• Wat te doen:
Typ de rijen hieronder letterlijk over, vanaf de regel met "Inventory check — is any white cabinet" tot en met de regel met "72, 245, 128]]".

• Datasetfragmenten:
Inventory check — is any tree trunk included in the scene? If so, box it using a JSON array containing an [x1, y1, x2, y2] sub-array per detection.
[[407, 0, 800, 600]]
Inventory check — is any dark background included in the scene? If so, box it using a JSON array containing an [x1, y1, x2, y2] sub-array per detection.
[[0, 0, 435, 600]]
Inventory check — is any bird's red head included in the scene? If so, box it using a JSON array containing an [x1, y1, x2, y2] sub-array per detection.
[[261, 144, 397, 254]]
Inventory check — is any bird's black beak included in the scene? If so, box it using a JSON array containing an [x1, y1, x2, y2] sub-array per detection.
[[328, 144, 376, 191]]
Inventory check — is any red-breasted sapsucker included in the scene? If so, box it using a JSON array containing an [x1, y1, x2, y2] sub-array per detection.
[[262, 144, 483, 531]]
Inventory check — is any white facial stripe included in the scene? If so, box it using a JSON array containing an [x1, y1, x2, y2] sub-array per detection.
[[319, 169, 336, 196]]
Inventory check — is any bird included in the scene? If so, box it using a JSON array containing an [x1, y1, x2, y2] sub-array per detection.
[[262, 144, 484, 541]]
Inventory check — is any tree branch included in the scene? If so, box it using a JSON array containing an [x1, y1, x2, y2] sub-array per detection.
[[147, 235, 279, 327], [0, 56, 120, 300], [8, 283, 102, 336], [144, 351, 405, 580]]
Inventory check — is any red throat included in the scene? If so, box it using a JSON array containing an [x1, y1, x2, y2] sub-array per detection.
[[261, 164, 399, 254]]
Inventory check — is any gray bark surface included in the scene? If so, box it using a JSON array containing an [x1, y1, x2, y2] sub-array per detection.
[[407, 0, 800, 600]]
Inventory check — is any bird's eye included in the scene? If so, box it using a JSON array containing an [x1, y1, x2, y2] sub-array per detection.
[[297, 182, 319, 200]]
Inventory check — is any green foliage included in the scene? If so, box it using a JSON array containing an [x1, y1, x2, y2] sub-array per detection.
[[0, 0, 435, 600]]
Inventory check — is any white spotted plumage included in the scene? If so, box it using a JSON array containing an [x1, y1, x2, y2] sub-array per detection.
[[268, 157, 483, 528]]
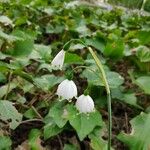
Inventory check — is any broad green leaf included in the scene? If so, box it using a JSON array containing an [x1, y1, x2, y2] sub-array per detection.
[[0, 72, 6, 83], [23, 108, 37, 119], [88, 128, 112, 150], [48, 101, 68, 128], [0, 16, 13, 26], [118, 113, 150, 150], [82, 67, 124, 88], [44, 119, 63, 140], [85, 38, 105, 52], [28, 129, 41, 150], [65, 52, 84, 64], [135, 76, 150, 94], [136, 46, 150, 62], [11, 39, 33, 56], [104, 35, 125, 59], [0, 136, 12, 150], [137, 31, 150, 45], [0, 31, 22, 42], [63, 144, 78, 150], [8, 30, 34, 57], [0, 100, 22, 129], [0, 80, 18, 98], [67, 105, 103, 141], [33, 44, 51, 61], [33, 75, 64, 91], [111, 88, 142, 109]]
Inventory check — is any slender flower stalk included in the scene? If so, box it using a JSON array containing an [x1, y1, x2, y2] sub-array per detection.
[[56, 79, 77, 100], [64, 39, 112, 150], [51, 50, 65, 70]]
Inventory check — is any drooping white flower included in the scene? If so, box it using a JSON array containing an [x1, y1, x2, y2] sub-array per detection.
[[51, 50, 65, 70], [56, 79, 77, 100], [75, 94, 94, 113]]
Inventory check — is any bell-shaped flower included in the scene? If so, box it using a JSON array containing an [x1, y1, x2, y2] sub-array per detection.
[[75, 94, 94, 113], [51, 50, 65, 70], [56, 79, 77, 100]]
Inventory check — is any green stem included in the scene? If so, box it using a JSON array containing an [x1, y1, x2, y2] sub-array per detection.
[[88, 47, 112, 150], [63, 39, 112, 150]]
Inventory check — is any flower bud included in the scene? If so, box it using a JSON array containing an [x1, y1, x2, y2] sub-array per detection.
[[76, 94, 94, 113]]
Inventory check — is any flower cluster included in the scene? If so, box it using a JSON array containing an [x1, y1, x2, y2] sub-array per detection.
[[51, 50, 94, 113]]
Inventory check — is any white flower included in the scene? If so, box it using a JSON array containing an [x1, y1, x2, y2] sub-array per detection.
[[51, 50, 65, 70], [76, 94, 94, 113], [57, 79, 77, 100]]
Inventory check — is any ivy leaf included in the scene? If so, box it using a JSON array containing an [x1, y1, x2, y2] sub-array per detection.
[[0, 100, 22, 129], [104, 34, 125, 59], [135, 76, 150, 94], [136, 46, 150, 62], [67, 105, 103, 141], [85, 37, 105, 52], [118, 113, 150, 150], [0, 136, 12, 150], [48, 101, 68, 128], [137, 31, 150, 45], [63, 144, 78, 150], [0, 16, 13, 26], [65, 52, 84, 64], [0, 80, 17, 98], [8, 30, 34, 57], [44, 118, 63, 140], [29, 129, 41, 150], [82, 67, 124, 88], [89, 128, 112, 150]]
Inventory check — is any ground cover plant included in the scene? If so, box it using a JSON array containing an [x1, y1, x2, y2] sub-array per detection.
[[0, 0, 150, 150]]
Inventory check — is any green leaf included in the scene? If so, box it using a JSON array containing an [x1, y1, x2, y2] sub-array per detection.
[[136, 46, 150, 62], [118, 113, 150, 150], [111, 88, 143, 109], [0, 31, 22, 42], [44, 119, 63, 140], [63, 144, 78, 150], [82, 67, 124, 88], [89, 128, 112, 150], [0, 16, 13, 26], [48, 101, 68, 128], [135, 76, 150, 94], [137, 31, 150, 45], [0, 72, 6, 83], [67, 105, 103, 141], [65, 52, 84, 64], [31, 44, 51, 62], [8, 31, 34, 57], [24, 108, 37, 119], [0, 80, 17, 98], [33, 75, 64, 91], [0, 136, 12, 150], [85, 37, 105, 52], [28, 129, 41, 150], [0, 100, 22, 129], [104, 34, 125, 59]]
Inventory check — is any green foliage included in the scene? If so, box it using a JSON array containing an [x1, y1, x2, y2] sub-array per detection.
[[0, 136, 12, 150], [118, 113, 150, 150], [135, 76, 150, 94], [0, 0, 150, 150], [0, 100, 22, 129]]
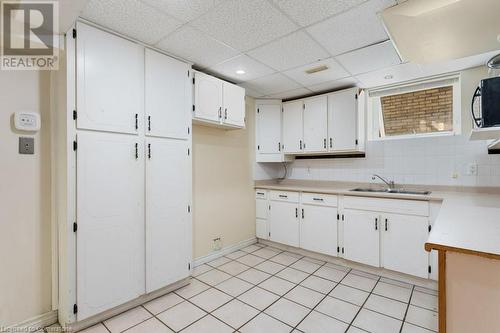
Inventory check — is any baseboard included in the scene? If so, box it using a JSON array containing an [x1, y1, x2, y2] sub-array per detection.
[[6, 310, 57, 332], [193, 237, 257, 267]]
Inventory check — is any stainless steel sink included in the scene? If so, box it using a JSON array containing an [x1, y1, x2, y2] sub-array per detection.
[[351, 188, 431, 195]]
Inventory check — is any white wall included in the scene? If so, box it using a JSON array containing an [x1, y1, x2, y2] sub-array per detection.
[[0, 71, 51, 327]]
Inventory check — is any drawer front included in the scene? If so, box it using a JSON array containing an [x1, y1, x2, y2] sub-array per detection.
[[255, 189, 267, 199], [271, 191, 299, 203], [301, 193, 338, 207], [344, 195, 429, 216]]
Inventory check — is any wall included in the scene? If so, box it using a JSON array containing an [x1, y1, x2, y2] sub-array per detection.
[[0, 71, 51, 327], [193, 97, 255, 258], [282, 67, 500, 186]]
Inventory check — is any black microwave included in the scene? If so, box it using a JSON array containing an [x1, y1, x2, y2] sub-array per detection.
[[471, 77, 500, 127]]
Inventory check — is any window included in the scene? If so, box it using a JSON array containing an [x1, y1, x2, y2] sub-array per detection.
[[368, 77, 460, 140]]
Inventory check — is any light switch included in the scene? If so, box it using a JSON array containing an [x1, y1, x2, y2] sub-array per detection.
[[19, 137, 35, 155]]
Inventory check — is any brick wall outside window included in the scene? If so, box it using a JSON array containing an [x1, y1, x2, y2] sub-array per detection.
[[380, 86, 453, 136]]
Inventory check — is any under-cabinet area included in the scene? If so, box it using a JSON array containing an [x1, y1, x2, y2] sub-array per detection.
[[255, 188, 437, 279]]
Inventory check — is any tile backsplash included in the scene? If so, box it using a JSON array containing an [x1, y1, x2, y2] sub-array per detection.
[[286, 135, 500, 186]]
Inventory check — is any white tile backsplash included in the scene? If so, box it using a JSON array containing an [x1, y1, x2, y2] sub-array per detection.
[[287, 135, 500, 186]]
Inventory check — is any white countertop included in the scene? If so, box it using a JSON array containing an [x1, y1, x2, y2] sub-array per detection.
[[255, 180, 500, 259]]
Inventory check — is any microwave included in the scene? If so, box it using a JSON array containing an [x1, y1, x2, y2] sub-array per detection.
[[471, 77, 500, 128]]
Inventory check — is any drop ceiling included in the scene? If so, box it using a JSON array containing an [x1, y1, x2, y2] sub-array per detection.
[[81, 0, 498, 98]]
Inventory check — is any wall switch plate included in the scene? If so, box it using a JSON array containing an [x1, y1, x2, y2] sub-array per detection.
[[19, 137, 35, 155]]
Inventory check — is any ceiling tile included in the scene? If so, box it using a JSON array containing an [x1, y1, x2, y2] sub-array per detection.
[[191, 0, 298, 51], [157, 25, 239, 68], [140, 0, 221, 22], [273, 0, 366, 27], [242, 73, 300, 95], [209, 54, 275, 82], [356, 63, 423, 88], [307, 77, 359, 92], [283, 58, 349, 86], [248, 31, 329, 71], [307, 0, 395, 55], [335, 40, 401, 75], [82, 0, 181, 44]]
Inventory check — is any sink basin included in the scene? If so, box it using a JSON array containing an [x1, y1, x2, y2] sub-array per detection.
[[351, 188, 431, 195]]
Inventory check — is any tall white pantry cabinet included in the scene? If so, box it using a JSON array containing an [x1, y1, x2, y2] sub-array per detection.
[[54, 23, 193, 326]]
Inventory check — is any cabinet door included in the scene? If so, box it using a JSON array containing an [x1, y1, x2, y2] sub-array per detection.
[[194, 72, 222, 122], [328, 89, 358, 151], [381, 214, 429, 278], [76, 131, 145, 321], [269, 201, 299, 247], [222, 82, 245, 127], [304, 96, 328, 152], [76, 23, 144, 133], [283, 101, 303, 153], [146, 138, 190, 292], [343, 209, 380, 267], [145, 49, 191, 139], [300, 205, 337, 256]]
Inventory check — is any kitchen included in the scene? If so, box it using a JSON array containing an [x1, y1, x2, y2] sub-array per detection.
[[0, 0, 500, 333]]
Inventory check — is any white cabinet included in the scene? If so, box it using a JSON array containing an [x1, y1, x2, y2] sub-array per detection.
[[328, 88, 359, 152], [303, 96, 328, 153], [343, 209, 380, 267], [146, 138, 191, 293], [269, 191, 300, 247], [75, 23, 144, 133], [380, 214, 429, 278], [76, 131, 145, 320], [145, 49, 191, 139], [193, 72, 245, 128], [300, 193, 338, 256], [283, 100, 304, 153]]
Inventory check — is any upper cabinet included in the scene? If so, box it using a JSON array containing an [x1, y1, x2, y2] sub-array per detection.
[[144, 49, 192, 139], [76, 23, 144, 134], [193, 72, 245, 128]]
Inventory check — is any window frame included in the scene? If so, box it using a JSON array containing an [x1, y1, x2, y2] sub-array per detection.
[[366, 73, 462, 141]]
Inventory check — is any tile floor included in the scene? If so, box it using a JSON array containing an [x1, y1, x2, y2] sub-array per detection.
[[46, 244, 438, 333]]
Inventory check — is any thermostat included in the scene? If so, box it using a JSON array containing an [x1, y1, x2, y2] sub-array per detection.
[[14, 111, 41, 131]]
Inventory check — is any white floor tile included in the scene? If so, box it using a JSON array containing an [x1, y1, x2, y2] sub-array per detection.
[[104, 306, 152, 333], [190, 288, 231, 312], [259, 276, 295, 295], [353, 309, 402, 333], [405, 305, 438, 331], [276, 267, 309, 283], [301, 275, 337, 294], [144, 293, 183, 315], [330, 284, 370, 306], [124, 318, 174, 333], [315, 296, 359, 323], [264, 298, 310, 326], [174, 279, 210, 298], [212, 299, 259, 329], [364, 294, 408, 320], [197, 269, 231, 286], [238, 287, 279, 310], [237, 268, 271, 284], [298, 311, 349, 333], [182, 315, 233, 333], [239, 313, 292, 333], [284, 286, 325, 309], [156, 301, 206, 331]]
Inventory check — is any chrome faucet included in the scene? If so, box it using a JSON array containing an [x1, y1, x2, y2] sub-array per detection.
[[372, 174, 394, 190]]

• Het antwoord:
Inventory check — is any white cabinet included in the scene? If so, box it using a JSON array containing an [x1, y1, x2, y2] sub-array per detection.
[[328, 88, 359, 152], [303, 96, 328, 153], [343, 209, 380, 267], [146, 138, 191, 293], [269, 191, 300, 247], [75, 23, 144, 133], [380, 214, 429, 278], [76, 131, 145, 320], [145, 49, 191, 139], [193, 72, 245, 128], [300, 193, 338, 256], [283, 100, 304, 153]]
Inventory check — is any upper cabinet included in the scene? If so, box it using a JSON array containing an [x1, y1, x2, y2] sub-array per detection.
[[144, 49, 192, 139], [76, 23, 144, 134], [193, 72, 245, 128]]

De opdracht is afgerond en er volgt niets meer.